Number of lines with "high" in the data: give that figure by itself.
-- Opening Marker --
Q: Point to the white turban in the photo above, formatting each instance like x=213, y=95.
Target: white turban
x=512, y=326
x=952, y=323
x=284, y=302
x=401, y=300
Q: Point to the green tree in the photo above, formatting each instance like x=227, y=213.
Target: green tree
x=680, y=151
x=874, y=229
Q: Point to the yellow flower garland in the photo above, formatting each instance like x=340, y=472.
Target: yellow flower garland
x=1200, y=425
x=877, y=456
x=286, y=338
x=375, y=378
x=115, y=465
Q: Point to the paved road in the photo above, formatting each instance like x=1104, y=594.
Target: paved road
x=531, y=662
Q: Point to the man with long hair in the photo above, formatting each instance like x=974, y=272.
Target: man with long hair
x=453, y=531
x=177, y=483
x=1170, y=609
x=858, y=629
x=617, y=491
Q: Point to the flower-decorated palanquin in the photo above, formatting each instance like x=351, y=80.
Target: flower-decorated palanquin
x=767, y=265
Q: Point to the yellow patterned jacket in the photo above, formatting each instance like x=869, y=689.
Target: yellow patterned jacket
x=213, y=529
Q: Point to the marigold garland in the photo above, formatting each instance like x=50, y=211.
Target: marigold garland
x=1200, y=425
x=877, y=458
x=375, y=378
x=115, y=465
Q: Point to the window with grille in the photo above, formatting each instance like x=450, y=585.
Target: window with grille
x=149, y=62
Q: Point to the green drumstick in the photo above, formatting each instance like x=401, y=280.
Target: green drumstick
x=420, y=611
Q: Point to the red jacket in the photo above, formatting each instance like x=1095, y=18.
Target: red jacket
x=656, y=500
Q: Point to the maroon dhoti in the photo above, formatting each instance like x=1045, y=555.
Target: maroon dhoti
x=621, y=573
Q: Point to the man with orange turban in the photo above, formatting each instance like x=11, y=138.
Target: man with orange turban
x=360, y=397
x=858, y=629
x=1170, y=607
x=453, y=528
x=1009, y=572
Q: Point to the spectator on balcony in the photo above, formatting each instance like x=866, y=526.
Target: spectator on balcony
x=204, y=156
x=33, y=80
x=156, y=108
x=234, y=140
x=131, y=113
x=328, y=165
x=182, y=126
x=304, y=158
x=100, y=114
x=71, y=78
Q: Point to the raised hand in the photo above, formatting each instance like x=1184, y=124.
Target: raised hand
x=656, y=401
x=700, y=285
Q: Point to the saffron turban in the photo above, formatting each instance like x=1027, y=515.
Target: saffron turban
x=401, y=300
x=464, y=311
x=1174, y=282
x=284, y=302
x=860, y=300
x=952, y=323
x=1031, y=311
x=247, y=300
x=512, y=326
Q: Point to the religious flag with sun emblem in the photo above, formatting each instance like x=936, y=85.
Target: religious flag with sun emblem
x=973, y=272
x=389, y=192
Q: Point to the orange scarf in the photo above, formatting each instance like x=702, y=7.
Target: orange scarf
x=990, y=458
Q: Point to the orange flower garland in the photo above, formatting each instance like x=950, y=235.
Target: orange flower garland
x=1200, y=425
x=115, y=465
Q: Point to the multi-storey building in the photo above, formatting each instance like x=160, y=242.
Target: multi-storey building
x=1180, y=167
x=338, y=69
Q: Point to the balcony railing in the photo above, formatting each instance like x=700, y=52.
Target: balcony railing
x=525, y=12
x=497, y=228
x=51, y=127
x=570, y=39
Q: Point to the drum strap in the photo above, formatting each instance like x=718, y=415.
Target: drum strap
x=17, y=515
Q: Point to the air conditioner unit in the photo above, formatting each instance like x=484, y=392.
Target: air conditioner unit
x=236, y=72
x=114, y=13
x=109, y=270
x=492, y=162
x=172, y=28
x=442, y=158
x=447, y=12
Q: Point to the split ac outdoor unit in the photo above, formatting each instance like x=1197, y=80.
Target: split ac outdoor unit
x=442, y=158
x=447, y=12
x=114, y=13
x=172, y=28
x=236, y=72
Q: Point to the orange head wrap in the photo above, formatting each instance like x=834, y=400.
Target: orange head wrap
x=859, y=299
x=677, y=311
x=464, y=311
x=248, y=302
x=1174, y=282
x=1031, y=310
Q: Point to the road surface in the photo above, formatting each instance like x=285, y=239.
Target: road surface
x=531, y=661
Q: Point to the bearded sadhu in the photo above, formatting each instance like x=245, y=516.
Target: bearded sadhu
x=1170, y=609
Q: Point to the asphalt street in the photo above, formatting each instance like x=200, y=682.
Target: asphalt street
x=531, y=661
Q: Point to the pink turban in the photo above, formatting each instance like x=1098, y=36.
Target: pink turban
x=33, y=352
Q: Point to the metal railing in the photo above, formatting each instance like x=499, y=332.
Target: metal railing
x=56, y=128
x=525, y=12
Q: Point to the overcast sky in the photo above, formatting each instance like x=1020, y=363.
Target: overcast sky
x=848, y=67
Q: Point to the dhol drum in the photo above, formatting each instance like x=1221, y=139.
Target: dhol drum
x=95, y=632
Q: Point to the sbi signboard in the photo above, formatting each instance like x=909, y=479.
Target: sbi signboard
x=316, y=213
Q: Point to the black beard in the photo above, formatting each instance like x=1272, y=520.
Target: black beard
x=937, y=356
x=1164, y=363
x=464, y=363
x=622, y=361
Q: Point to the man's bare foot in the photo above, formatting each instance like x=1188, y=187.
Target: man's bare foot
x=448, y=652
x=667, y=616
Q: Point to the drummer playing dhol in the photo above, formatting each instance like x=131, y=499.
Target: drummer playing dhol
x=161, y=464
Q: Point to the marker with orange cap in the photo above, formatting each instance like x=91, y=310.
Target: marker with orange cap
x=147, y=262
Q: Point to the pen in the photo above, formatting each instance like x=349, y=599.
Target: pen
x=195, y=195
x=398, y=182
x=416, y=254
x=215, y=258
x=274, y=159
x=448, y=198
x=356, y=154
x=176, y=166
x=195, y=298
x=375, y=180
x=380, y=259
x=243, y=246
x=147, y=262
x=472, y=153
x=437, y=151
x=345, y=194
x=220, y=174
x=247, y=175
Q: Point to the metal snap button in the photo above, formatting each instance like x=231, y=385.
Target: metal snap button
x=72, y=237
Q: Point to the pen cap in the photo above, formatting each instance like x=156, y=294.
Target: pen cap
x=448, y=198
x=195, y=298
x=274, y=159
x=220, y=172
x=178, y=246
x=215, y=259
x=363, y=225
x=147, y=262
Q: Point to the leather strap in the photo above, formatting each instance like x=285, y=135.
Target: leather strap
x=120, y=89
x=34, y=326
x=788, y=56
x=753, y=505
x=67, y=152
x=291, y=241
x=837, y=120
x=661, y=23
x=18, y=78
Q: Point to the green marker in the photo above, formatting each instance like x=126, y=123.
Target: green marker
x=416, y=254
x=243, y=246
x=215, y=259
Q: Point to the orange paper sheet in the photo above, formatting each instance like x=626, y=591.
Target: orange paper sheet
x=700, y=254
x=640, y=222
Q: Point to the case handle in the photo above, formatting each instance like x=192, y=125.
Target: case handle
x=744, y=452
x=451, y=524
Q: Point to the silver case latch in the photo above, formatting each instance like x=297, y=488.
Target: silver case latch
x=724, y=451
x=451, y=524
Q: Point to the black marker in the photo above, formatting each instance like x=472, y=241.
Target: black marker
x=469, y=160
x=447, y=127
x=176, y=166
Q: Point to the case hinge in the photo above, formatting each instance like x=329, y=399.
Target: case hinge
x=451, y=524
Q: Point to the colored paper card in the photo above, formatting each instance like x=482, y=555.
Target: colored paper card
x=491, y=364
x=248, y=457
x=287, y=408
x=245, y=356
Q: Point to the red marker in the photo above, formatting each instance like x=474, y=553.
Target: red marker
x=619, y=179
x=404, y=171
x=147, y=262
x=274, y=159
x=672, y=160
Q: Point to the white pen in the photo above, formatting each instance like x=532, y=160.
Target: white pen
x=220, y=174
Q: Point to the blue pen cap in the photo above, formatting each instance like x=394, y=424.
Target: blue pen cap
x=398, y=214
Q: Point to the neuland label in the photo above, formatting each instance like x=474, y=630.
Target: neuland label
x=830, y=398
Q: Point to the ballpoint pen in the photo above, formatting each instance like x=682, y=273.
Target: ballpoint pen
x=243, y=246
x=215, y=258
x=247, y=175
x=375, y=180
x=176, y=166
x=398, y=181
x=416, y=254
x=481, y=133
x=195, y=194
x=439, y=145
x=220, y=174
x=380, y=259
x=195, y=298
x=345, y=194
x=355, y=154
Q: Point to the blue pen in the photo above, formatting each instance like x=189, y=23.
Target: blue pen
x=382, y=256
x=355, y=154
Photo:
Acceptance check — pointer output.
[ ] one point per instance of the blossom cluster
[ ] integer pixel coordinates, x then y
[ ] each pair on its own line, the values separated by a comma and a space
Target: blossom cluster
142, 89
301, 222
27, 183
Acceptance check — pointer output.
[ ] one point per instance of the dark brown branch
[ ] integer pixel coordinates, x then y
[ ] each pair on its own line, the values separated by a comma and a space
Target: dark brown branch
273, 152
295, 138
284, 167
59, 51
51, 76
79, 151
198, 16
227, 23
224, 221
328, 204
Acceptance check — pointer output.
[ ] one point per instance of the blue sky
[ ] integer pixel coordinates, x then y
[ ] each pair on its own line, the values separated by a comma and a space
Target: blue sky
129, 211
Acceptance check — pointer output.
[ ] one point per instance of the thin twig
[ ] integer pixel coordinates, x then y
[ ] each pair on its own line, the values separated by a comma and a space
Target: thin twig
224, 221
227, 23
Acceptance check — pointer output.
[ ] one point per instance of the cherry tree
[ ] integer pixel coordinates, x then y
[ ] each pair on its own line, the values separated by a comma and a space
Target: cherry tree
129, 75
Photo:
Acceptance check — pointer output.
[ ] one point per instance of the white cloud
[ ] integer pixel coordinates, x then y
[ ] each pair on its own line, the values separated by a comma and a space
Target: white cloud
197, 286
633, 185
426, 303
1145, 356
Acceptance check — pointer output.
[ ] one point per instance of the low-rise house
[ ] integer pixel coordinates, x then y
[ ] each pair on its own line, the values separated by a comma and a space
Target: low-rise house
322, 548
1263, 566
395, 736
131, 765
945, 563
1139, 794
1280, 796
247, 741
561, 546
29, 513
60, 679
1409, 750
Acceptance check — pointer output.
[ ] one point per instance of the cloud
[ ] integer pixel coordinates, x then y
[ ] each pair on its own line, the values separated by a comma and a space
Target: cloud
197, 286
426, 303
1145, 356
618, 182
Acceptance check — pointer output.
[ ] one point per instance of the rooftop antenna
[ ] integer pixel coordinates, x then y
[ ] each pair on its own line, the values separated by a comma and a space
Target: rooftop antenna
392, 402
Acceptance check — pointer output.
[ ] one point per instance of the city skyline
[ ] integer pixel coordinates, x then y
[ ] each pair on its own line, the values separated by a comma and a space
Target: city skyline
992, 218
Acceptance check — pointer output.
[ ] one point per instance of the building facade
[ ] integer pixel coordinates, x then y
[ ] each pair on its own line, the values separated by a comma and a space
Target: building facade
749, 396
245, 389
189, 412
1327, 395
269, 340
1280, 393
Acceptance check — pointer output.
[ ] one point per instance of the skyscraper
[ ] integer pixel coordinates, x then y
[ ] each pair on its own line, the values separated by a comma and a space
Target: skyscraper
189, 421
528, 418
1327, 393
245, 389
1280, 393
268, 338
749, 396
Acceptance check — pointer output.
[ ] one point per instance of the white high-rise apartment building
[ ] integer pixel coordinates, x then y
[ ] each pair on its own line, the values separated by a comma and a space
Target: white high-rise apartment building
-- Closing Marker --
> _Output for this exercise_: 2